- [Provided material]
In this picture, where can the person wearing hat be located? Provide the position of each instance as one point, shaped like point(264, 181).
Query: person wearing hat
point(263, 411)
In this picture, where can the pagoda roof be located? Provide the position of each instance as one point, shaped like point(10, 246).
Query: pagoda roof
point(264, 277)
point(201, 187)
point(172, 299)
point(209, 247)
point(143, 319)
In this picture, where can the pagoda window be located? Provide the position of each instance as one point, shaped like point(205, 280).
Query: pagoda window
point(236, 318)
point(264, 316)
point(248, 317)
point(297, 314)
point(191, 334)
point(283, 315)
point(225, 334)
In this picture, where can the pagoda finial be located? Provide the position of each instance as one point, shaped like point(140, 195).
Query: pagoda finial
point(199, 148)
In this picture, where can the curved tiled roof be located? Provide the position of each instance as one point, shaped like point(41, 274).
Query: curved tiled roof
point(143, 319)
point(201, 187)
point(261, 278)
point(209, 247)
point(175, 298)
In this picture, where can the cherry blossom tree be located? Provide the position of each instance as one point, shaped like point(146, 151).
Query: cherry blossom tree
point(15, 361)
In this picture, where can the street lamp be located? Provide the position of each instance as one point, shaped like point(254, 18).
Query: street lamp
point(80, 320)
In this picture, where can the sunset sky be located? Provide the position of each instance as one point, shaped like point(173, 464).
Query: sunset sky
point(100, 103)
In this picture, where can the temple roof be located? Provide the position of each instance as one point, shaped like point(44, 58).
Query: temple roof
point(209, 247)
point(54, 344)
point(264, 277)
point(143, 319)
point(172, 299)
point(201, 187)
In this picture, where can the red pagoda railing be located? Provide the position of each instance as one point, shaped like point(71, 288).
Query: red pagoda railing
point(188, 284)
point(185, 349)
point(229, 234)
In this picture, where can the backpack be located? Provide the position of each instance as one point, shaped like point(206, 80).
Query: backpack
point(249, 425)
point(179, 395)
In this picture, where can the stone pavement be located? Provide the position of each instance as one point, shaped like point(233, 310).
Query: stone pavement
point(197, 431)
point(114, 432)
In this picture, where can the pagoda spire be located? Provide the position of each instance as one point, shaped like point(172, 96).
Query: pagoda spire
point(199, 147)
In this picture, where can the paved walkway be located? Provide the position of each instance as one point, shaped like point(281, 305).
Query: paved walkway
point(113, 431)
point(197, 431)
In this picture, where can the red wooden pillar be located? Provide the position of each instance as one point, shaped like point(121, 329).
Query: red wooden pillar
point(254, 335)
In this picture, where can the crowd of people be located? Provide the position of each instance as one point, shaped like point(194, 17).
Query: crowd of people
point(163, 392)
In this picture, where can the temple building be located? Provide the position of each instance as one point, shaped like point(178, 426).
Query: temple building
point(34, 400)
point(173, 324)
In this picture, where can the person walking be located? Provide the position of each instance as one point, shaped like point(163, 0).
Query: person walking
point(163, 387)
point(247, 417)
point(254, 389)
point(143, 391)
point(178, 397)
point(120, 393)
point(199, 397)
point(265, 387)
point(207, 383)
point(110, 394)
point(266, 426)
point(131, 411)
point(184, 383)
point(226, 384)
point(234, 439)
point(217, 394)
...
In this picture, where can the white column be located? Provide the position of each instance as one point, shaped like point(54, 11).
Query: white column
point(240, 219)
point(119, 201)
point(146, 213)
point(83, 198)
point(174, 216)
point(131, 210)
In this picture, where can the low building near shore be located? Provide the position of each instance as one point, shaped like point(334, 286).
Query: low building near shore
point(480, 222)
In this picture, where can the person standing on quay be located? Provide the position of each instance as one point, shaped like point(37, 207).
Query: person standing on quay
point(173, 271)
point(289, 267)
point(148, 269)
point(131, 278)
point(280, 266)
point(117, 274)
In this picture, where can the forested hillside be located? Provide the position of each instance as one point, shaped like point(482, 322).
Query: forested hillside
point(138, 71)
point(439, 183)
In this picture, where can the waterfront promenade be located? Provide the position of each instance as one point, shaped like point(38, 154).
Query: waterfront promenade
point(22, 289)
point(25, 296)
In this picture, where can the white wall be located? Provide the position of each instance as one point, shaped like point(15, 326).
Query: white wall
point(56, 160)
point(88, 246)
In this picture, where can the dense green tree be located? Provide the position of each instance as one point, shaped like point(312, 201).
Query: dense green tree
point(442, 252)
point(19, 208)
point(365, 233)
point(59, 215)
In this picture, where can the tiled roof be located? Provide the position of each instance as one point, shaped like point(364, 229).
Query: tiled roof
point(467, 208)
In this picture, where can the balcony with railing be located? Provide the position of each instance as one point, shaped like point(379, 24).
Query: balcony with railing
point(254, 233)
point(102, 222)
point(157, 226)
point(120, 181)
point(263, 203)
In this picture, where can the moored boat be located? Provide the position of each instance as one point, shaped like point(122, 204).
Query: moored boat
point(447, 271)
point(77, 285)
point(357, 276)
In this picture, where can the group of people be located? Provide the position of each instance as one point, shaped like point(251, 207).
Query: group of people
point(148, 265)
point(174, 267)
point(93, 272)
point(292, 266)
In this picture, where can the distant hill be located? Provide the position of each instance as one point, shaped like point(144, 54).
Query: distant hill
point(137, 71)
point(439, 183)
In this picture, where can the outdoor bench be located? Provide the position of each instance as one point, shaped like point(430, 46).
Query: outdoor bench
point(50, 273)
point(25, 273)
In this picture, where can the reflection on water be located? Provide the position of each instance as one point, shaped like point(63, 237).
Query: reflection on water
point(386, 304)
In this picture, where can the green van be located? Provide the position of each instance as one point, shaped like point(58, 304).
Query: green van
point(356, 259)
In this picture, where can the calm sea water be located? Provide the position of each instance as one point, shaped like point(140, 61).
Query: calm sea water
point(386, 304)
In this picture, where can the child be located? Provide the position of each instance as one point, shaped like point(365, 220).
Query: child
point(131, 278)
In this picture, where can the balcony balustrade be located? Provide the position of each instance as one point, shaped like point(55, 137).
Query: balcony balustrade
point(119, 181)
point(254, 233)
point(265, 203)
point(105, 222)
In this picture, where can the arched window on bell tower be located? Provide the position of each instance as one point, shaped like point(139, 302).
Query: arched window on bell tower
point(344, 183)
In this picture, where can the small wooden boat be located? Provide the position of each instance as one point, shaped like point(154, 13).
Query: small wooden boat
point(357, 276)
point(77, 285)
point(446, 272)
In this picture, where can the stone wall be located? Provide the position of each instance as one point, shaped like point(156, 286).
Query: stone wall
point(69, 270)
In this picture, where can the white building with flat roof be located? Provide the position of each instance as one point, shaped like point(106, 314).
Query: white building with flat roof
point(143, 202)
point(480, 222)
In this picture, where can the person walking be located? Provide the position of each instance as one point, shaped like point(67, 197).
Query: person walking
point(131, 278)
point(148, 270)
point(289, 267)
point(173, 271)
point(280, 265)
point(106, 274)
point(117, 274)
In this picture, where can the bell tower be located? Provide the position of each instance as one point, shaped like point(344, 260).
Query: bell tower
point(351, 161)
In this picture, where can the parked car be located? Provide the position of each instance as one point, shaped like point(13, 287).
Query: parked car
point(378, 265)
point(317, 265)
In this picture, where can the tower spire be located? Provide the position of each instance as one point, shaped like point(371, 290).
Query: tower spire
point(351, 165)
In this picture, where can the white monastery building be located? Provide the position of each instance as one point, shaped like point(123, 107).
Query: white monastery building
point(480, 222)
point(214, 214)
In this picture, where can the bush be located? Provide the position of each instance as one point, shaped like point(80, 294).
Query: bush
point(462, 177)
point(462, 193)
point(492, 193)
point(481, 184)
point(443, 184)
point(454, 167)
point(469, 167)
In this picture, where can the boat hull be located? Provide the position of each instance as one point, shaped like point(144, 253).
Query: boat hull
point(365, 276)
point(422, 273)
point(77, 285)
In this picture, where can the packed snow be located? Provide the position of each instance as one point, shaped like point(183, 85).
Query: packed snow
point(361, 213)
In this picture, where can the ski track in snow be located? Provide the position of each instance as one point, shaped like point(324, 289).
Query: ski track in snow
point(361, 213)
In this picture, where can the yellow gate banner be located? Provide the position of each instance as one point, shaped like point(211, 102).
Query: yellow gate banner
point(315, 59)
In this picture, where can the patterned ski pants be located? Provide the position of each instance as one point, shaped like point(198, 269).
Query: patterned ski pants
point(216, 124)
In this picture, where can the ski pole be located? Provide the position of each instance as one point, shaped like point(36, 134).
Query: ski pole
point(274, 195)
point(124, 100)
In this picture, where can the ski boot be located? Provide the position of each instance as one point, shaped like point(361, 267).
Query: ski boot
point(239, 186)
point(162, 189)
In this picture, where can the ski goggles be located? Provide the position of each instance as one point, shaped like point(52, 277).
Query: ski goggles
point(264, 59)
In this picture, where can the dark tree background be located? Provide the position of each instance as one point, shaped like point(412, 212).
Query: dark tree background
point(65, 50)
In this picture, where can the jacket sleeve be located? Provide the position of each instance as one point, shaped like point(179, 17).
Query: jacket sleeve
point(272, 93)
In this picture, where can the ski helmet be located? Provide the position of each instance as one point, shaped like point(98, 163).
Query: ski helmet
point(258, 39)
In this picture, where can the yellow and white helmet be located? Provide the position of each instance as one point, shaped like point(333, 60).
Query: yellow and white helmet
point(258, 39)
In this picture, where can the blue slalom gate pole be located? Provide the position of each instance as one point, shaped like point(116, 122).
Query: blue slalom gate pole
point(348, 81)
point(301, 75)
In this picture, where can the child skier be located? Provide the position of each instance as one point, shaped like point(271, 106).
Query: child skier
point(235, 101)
---
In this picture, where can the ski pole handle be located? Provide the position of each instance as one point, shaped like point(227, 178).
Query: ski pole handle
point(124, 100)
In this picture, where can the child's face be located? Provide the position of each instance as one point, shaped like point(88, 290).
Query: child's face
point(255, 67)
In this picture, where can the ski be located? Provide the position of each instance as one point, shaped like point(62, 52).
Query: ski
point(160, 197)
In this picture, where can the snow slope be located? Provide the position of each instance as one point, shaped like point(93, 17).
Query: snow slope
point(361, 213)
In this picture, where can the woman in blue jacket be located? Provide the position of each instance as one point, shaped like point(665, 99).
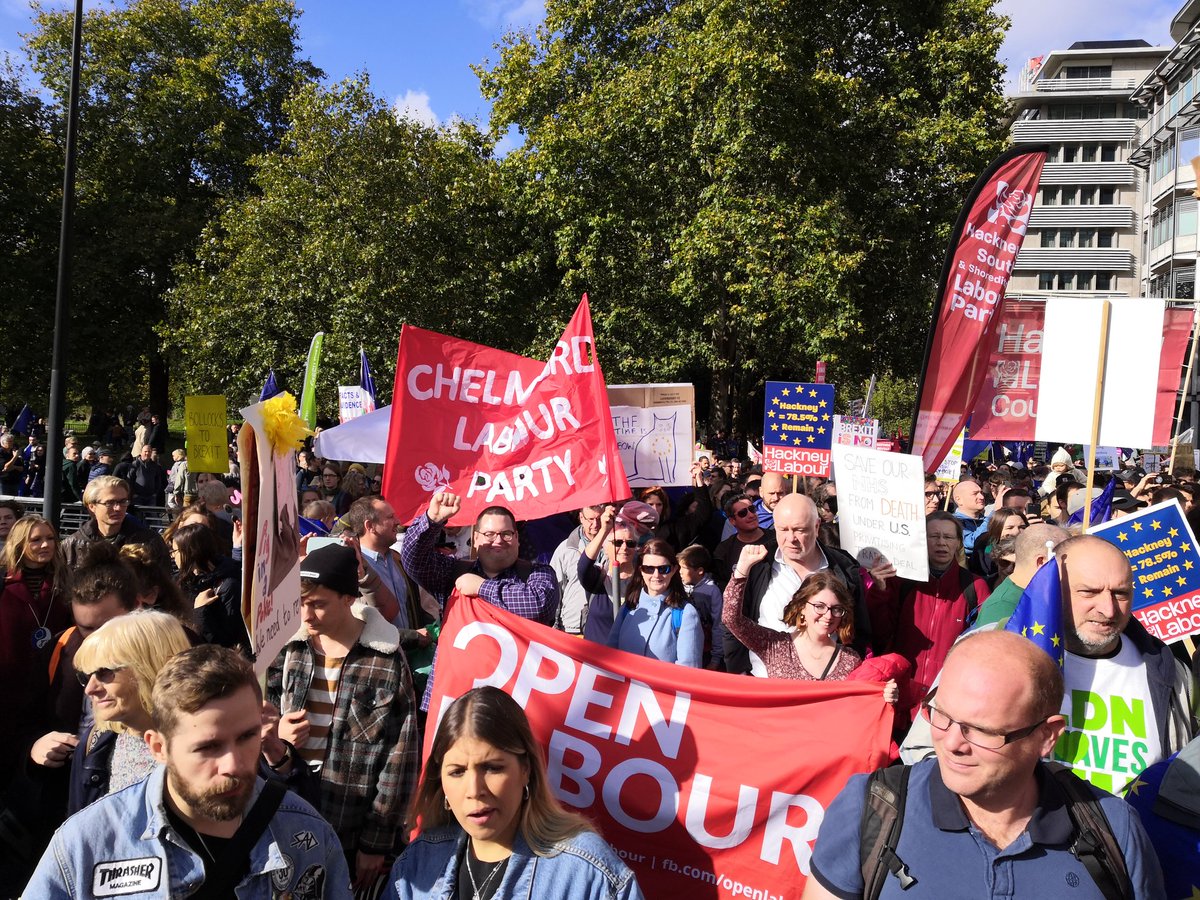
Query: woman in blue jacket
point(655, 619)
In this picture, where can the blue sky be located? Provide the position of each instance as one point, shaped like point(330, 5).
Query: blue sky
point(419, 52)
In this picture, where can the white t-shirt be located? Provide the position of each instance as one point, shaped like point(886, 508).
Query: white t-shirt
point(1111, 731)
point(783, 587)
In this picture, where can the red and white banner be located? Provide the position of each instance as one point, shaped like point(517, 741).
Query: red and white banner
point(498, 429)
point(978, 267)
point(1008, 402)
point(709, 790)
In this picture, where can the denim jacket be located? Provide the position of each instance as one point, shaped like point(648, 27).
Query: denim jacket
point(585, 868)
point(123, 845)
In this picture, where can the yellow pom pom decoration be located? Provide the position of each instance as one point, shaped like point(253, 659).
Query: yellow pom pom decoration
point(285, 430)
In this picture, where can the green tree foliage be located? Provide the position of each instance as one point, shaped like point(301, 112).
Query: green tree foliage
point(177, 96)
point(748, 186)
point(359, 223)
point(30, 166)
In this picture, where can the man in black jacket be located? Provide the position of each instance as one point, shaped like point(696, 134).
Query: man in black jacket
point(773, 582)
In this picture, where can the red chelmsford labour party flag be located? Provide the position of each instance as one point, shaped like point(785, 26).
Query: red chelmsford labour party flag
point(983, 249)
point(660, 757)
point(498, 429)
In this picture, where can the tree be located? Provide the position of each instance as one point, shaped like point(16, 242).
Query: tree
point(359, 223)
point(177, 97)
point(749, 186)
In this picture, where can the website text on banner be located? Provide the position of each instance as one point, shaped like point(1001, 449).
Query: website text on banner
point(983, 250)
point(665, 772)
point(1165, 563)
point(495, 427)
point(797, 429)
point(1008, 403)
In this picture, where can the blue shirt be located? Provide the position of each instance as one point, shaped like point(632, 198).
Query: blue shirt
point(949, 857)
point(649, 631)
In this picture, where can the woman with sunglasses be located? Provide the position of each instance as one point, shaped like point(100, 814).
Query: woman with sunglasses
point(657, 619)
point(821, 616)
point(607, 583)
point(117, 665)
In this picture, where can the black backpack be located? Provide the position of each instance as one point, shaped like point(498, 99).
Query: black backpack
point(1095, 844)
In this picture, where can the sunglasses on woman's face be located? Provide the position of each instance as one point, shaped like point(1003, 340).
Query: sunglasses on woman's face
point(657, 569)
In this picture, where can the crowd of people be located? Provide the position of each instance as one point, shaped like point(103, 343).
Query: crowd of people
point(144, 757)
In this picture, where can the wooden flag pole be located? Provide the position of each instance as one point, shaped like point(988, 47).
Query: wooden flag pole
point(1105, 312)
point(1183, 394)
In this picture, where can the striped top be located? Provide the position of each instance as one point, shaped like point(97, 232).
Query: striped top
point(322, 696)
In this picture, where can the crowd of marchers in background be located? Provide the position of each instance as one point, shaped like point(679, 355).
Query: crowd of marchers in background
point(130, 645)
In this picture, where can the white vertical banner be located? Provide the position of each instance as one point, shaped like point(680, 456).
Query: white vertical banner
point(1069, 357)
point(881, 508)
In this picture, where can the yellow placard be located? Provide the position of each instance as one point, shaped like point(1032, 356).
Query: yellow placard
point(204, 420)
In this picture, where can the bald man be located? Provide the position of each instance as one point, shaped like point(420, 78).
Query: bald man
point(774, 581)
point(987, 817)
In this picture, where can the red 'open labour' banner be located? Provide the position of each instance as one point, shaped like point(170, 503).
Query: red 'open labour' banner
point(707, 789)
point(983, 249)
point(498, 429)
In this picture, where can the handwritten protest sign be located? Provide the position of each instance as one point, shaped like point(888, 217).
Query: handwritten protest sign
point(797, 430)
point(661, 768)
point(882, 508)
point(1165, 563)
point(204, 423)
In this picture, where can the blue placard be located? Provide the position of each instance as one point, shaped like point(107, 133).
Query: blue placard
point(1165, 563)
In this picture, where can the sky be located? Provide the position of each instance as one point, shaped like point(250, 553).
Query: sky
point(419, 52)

- [Aim] Count the lines in the items above that include the word "street", and give only the number.

- [Finished answer] 2